§ Exercise data:
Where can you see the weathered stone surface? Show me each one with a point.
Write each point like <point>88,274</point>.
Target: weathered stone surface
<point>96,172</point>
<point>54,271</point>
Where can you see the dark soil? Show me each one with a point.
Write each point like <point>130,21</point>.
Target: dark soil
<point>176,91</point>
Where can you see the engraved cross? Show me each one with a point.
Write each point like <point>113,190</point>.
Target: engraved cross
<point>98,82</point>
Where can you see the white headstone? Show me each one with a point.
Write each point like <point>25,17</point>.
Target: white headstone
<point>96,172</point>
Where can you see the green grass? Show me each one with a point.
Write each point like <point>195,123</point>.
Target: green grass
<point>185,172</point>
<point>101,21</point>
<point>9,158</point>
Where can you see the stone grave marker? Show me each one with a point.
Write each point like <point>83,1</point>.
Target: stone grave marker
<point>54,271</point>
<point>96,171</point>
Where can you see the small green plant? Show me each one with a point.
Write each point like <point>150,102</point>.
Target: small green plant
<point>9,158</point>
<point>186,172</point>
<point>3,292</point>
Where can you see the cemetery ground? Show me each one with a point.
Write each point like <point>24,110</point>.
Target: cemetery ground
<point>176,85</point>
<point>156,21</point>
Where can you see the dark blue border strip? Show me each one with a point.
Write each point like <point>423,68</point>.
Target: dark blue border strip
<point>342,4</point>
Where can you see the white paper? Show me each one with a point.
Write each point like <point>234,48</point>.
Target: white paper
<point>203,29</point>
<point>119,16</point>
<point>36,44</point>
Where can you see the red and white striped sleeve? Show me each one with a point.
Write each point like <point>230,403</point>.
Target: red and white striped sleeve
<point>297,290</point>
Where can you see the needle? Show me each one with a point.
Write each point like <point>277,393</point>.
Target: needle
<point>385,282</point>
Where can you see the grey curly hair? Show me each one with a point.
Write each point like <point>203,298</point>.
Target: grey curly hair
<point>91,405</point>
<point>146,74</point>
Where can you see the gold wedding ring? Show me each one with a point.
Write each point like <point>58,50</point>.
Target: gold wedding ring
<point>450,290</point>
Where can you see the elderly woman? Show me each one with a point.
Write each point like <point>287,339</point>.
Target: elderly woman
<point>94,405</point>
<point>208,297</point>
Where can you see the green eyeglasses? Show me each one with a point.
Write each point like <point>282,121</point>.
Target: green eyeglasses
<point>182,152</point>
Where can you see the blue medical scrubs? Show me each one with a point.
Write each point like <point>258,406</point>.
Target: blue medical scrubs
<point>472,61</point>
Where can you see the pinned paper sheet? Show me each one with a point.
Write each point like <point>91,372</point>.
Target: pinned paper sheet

§ Task prompt: Look above for the line with "Where can you see the gold" and the line with "Where can you see the blue", and reproduce exactly those two lines plus every line between, nothing more.

§ Answer box:
Where can you see the gold wedding ring? Show me each one with a point.
Write each point like <point>58,50</point>.
Target: gold wedding ring
<point>450,290</point>
Where can you see the elderly woman? Show me each one with a point.
Write each point like <point>287,339</point>.
Target: elderly woman
<point>94,405</point>
<point>208,297</point>
Where can you see the green eyeglasses? Show me each one with a point.
Write each point like <point>282,121</point>.
Target: green eyeglasses
<point>182,152</point>
Where can you see the blue medical scrubs? Show me each one with a point.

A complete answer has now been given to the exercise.